(Exercise passage)
****************************************

Natural Beauty

Never before was I bombarded with pressure to look attractive than when I lived in Seoul.

I say Seoul specifically, because it seems that, out of all other cities I visited in South Korea, judgment on one’s looks is the most suffocating there.  Unless you shop at the Western franchises like Forever 21 or H&M, you’d be hard-pressed to find clothing that accommodates larger than a size 6.  Subway advertisements show images of women (and men) before and after plastic surgery:  larger-than-life sized posters with close-ups of eyelids, stomachs, hips and thighs, cheekbones and complexions.  Parts of your body you never thought to scrutinize before are laid out in painstaking close-up detail.  So I started to scrutinize parts of my body and notice things I never imagined before could be a problem.

In Seoul, I was constantly bombarded with the “ideal” image of beautiful.  There is ONE standard of beauty for Korean women to fit into…and it’s an ideal that, for nearly ALL Korean women, cannot be achieved without surgical enhancement.  Slender frame, with a butt that’s not TOO large, C-cup bust size, milky white blemish-free skin, long pin-straight hair, large eyes framed by a prominent eyelid crease, a high nose bridge, prominent cheekbones, and a V-line (a chin that comes to a distinct point).

Plus-sized figures, beauty marks, body hair, tanned skin, rounded cheeks, naturally curly hair—not only are these traits completely absent from the typical South Korean beauty advertisement, but they’re relentlessly criticized and stigmatized.

The “before-and-after” images on these advertisements are relentless.  A sad, gloomy expression haunts the “before” photos; women with their blemishes, small eyes, and flat, round faces seem to be looking into the camera with no confidence, no hopes of being beautiful.  They’re miserable faces indeed.  But after!  They’re smiling into the camera with their sparkly new veneers, cheek implants, and shaved-down chins to match that beautiful, perfect standard.

If you start feeling a bit self-conscious when you start comparing yourself to these images:  Not to worry!  Those adverts tell you exactly where to go if you want to change anything that doesn’t match that robotic, freakishly unnatural standard to a T.  In the bottom corners of those advertisements, some doctor and his/her team of cosmetic surgery experts wear idiotic smiles and point you in the right direction to their clinic.  Come on in, we’ll turn that frown upside-down, they promise.  Here’s a handy map in case you get lost—hurry on down today!

 To me, the “after” images are more depressing than the “befores.”  Congratulations, you’ve given your hard-earned money to another clinic that has successfully pumped out one more plastic mannequin to parade around downtown.  You’ve bought your confidence from one of those smiling doctors, and you’re fit to take on the world now!

“Beautiful people are successful people,” my students would tell me.  I found there was a woeful lack of dialogue on acceptance, on natural beauty, on the possibility of loving yourself and being confident in rejecting that impossible standard of beauty.

So for as Eurocentric and warped as the American standard of beauty is, it pales in comparison to what I saw in Seoul.  At least here in the States, there are more and more women of color, curvaceous figures, and natural hairstyles being shown in beauty advertisements and in the media.  There is plenty more improvement to be made, but at least those images are out there.  In Seoul, it’s not just limited; it seemed to be absent altogether.

****************************************

Stored data

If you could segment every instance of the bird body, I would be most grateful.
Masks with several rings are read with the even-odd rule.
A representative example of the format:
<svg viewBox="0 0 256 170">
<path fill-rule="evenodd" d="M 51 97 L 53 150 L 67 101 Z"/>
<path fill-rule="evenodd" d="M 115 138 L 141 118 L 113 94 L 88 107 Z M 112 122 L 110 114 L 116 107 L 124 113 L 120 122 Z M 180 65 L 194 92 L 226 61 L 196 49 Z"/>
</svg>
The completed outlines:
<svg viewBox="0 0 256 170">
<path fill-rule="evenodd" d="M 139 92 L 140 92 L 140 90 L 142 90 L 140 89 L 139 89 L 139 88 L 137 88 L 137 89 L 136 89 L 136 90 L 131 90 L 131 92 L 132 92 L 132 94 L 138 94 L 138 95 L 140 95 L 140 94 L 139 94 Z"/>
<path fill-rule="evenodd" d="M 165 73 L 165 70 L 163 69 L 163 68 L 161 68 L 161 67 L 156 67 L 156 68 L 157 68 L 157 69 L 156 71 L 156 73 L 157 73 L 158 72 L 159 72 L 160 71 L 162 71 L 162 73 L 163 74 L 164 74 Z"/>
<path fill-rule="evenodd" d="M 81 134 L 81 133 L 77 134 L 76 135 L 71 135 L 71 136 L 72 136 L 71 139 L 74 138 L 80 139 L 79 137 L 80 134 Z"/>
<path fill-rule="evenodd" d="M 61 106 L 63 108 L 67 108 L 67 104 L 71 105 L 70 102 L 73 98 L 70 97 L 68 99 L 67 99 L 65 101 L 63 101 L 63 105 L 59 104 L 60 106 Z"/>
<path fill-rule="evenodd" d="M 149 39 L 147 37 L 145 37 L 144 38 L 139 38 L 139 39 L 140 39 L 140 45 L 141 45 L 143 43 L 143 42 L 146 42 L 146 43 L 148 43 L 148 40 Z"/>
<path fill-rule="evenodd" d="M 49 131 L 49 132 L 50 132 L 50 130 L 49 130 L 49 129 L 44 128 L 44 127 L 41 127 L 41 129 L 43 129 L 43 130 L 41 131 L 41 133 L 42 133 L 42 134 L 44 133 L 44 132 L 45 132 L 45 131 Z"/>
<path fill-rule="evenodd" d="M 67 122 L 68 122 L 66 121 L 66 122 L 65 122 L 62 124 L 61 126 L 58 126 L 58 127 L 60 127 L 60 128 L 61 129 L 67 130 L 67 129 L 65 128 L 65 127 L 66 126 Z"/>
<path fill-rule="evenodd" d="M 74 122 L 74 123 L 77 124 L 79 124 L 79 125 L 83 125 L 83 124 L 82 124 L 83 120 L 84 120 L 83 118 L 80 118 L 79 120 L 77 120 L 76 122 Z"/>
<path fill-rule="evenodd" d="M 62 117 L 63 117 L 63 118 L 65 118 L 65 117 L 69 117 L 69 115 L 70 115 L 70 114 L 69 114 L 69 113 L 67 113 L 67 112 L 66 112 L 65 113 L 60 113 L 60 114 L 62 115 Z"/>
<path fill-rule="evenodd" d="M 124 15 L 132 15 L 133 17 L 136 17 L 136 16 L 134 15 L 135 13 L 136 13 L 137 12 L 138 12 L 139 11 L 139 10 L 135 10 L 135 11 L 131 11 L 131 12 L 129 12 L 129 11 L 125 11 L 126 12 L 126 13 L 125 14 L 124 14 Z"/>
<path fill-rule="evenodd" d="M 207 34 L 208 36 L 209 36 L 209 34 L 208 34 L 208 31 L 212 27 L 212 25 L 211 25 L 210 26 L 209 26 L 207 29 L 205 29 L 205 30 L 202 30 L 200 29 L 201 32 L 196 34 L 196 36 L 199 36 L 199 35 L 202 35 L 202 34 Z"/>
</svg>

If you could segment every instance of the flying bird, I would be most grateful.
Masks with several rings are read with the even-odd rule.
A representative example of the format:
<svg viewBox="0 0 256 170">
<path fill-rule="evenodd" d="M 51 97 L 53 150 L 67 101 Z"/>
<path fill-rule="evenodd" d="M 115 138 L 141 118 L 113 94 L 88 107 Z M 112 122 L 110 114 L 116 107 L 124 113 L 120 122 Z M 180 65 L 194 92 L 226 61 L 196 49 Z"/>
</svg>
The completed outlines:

****************************************

(What you will do)
**A.** According to the Natural Beauty essay, which Western franchises are named as the exceptions for finding clothing larger than a size 6 in Seoul?
**B.** Print the passage of the Natural Beauty essay from "Never before was" up to and including "be a problem.".
**C.** Do these statements agree with the Natural Beauty essay? (i) The ideal described for Korean women includes a C-cup bust size. (ii) The "before" images are called more depressing than the "after" images. (iii) More women of color are being shown in beauty advertisements in the States.

(Responses by task)
**A.** Forever 21 and H&M.

**B.**
Never before was I bombarded with pressure to look attractive than when I lived in Seoul.

I say Seoul specifically, because it seems that, out of all other cities I visited in South Korea, judgment on one’s looks is the most suffocating there.  Unless you shop at the Western franchises like Forever 21 or H&M, you’d be hard-pressed to find clothing that accommodates larger than a size 6.  Subway advertisements show images of women (and men) before and after plastic surgery:  larger-than-life sized posters with close-ups of eyelids, stomachs, hips and thighs, cheekbones and complexions.  Parts of your body you never thought to scrutinize before are laid out in painstaking close-up detail.  So I started to scrutinize parts of my body and notice things I never imagined before could be a problem.

**C.**
(i) Yes: "C-cup bust size"
(ii) No: "To me, the “after” images are more depressing than the “befores.”"
(iii) Yes: "there are more and more women of color"